> [PROBLEM]:
Please quote every row below word for word, leaving out the pictures.

> [RECORDS SHOWN]:
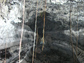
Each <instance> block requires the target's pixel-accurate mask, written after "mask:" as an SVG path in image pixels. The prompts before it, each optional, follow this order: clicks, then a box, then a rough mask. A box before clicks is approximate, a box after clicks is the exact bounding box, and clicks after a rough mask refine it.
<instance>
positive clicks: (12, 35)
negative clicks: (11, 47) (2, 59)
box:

> [TASK RESPONSE]:
Each <instance> block requires the target's pixel-accurate mask, written after "mask:" as an SVG path in image pixels. The prompts before it, each optional, follow this order: clicks, then a box, then a rough mask. A box before clicks is approximate, a box after clicks is the exact bounding box, and clicks after a rough mask refine it.
<instance>
positive clicks: (12, 35)
negative clicks: (11, 47) (2, 59)
box:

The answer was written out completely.